* Source passage:
━━━

A sustained period of torrential rain has caused the worst flooding ever experienced in Tabasco State. Mexican authorities report that approximately 500,000 people have been affected. The State Governor has declared a state of emergency. Travellers in the affected area should keep in close touch with their travel operators and follow the advice of the Mexican authorities, who are responding to the situation.

Hurricane Dean hit Mexico on 21 August. There has been significant damage to infrastructure in the areas south of Tulum (including Tulum City) in the state of Quintana Roo; the State of Campeche; and the possibility of damage in the State of Veracruz. British nationals travelling to these areas should exercise caution.

The hurricane season in Mexico normally runs from June to November and can affect both the Pacific and Atlantic coasts.

Travellers are advised to exercise caution when travelling to Oaxaca City. Since May 2006, there have been protests in the city of Oaxaca, some of which have turned violent. The situation is currently calm, but there is the potential for further demonstrations and disturbances, which could become violent.

━━━

* Information provided:

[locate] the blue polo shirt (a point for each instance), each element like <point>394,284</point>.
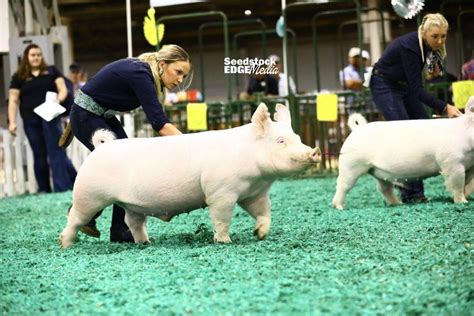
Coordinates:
<point>401,61</point>
<point>124,85</point>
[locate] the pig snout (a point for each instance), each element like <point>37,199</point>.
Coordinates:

━━━

* Written task 1: In the passage on travel in Mexico, about how many people have been affected by the flooding in Tabasco State?
* Written task 2: Rewrite the passage on travel in Mexico starting with "A sustained period" and going on through "and Atlantic coasts.", putting "care" wherever "caution" appears.

* Complete output 1: About 500,000 people.

* Complete output 2:
A sustained period of torrential rain has caused the worst flooding ever experienced in Tabasco State. Mexican authorities report that approximately 500,000 people have been affected. The State Governor has declared a state of emergency. Travellers in the affected area should keep in close touch with their travel operators and follow the advice of the Mexican authorities, who are responding to the situation.

Hurricane Dean hit Mexico on 21 August. There has been significant damage to infrastructure in the areas south of Tulum (including Tulum City) in the state of Quintana Roo; the State of Campeche; and the possibility of damage in the State of Veracruz. British nationals travelling to these areas should exercise care.

The hurricane season in Mexico normally runs from June to November and can affect both the Pacific and Atlantic coasts.